Coordinate annotation entries
▼

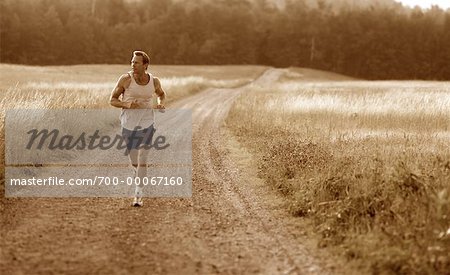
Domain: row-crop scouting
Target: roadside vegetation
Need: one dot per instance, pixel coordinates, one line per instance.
(89, 86)
(368, 163)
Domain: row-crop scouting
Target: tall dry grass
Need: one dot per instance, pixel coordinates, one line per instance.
(89, 86)
(367, 162)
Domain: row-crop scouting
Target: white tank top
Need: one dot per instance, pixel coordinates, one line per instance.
(143, 118)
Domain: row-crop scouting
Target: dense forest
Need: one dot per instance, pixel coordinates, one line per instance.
(376, 41)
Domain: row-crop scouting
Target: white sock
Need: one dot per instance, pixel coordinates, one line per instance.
(138, 191)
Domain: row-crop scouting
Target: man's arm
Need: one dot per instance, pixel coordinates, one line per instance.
(160, 93)
(117, 91)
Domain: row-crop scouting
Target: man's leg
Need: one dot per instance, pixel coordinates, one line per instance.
(142, 170)
(134, 160)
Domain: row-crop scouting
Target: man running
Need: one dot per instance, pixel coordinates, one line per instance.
(137, 88)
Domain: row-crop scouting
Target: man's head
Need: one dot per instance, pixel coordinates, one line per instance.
(140, 61)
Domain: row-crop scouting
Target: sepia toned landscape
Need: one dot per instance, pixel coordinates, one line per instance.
(320, 136)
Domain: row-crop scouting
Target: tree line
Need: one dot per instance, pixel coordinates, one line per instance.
(374, 42)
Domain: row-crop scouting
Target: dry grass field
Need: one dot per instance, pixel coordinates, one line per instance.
(89, 86)
(368, 163)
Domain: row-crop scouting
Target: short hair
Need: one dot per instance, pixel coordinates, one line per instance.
(145, 58)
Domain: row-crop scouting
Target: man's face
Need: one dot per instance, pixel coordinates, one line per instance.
(137, 63)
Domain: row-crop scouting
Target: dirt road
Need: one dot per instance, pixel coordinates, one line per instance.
(231, 225)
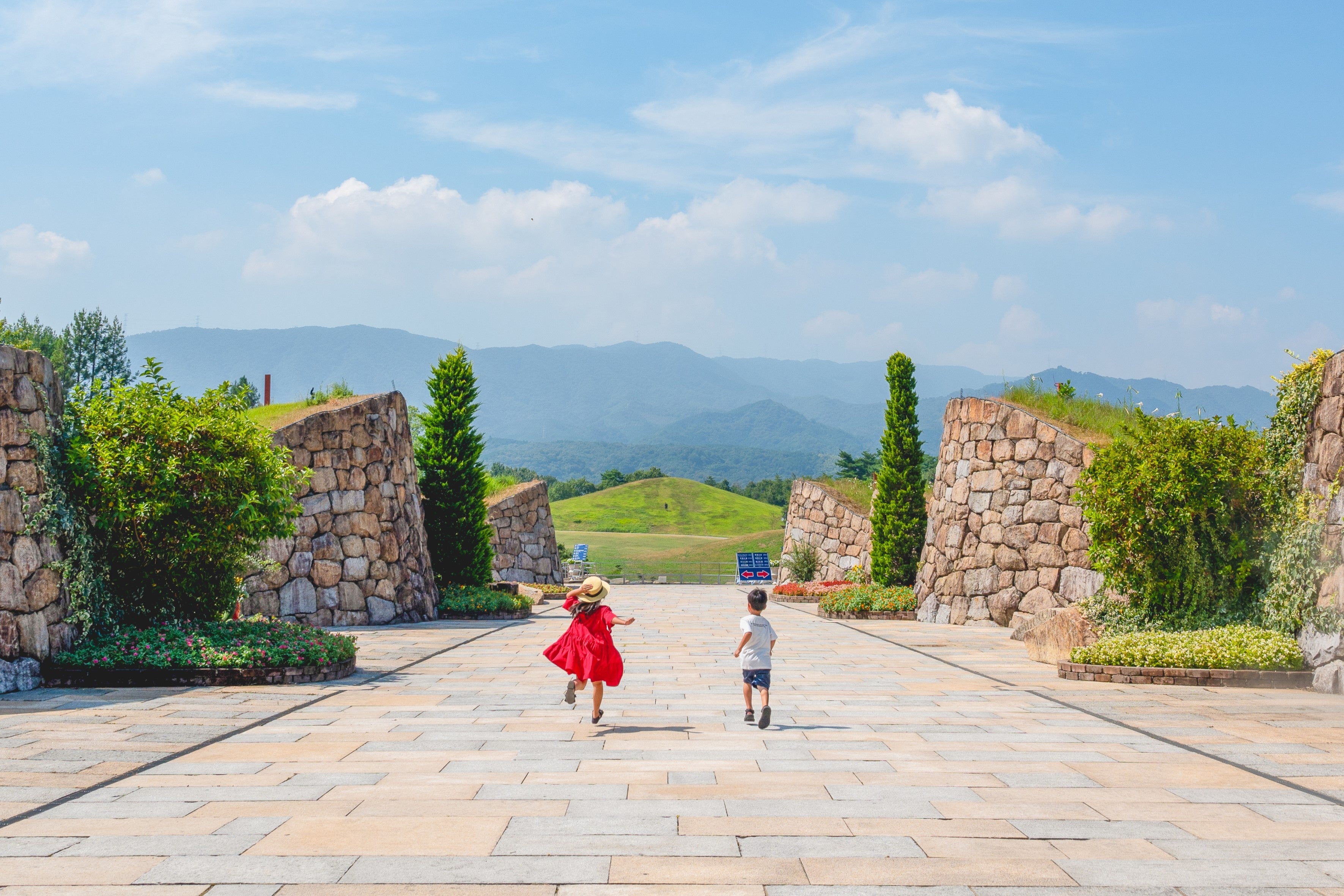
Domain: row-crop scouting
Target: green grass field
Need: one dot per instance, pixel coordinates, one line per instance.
(635, 550)
(667, 505)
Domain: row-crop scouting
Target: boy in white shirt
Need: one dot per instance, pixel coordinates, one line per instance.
(757, 645)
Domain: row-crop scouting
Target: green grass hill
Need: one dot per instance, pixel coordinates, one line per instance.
(670, 505)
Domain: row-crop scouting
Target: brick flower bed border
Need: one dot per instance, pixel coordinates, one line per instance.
(1198, 677)
(521, 614)
(898, 614)
(148, 677)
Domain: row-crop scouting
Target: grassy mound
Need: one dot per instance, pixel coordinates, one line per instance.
(248, 644)
(1238, 647)
(666, 505)
(1086, 418)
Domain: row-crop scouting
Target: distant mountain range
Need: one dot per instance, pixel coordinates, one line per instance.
(590, 409)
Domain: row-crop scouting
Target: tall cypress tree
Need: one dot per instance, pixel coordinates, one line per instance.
(898, 508)
(452, 479)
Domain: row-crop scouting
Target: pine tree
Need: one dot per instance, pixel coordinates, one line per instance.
(898, 508)
(453, 481)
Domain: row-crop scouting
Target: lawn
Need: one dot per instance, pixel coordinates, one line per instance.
(634, 550)
(667, 505)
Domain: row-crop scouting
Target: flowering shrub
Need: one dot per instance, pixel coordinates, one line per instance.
(1238, 647)
(248, 644)
(475, 601)
(870, 598)
(810, 589)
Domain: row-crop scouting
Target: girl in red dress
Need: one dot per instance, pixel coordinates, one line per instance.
(587, 649)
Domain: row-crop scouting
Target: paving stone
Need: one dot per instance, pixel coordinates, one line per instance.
(248, 869)
(479, 869)
(815, 847)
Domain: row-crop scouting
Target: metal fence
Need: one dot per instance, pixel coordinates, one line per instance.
(637, 573)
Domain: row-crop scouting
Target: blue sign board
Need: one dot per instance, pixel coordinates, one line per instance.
(753, 567)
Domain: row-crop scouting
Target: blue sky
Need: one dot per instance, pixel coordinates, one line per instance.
(1135, 190)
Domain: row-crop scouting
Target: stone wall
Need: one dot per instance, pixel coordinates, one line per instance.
(525, 535)
(1324, 458)
(823, 519)
(359, 555)
(1004, 535)
(33, 595)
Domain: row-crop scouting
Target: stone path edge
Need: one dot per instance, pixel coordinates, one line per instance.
(1097, 715)
(221, 677)
(1197, 677)
(85, 792)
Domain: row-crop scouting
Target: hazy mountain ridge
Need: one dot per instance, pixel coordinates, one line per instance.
(639, 397)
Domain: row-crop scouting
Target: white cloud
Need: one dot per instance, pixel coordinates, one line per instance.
(1007, 288)
(54, 42)
(244, 94)
(746, 203)
(1332, 202)
(33, 254)
(1021, 211)
(928, 285)
(1019, 324)
(947, 134)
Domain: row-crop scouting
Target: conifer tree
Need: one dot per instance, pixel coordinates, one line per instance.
(898, 508)
(453, 481)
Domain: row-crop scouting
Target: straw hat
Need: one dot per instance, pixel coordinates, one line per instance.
(595, 582)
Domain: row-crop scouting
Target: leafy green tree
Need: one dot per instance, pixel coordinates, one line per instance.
(96, 350)
(245, 393)
(898, 508)
(1178, 519)
(181, 492)
(857, 468)
(453, 481)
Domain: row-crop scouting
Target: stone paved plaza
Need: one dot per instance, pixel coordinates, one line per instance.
(927, 757)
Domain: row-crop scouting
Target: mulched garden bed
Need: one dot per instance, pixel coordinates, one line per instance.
(167, 677)
(1197, 677)
(897, 614)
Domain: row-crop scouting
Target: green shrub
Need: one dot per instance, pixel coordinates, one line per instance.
(179, 492)
(474, 601)
(1295, 557)
(870, 598)
(248, 644)
(1238, 647)
(1177, 512)
(453, 483)
(898, 510)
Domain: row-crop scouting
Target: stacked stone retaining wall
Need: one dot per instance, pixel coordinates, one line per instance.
(823, 519)
(359, 555)
(1004, 535)
(525, 535)
(1322, 473)
(33, 594)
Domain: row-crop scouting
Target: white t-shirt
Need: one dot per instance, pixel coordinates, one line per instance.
(756, 652)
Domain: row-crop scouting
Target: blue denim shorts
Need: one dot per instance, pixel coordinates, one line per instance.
(757, 677)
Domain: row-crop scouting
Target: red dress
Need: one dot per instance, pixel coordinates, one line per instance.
(587, 649)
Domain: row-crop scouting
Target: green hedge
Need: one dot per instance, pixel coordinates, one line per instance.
(248, 644)
(870, 598)
(475, 601)
(1238, 647)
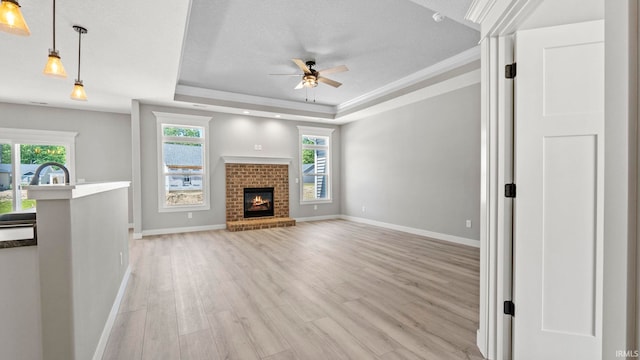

▲

* Stated exercise:
Please pull out every line in the records above that contains the word "mountain".

* The answer:
Target: distant mountain range
Target: hazy mountain ridge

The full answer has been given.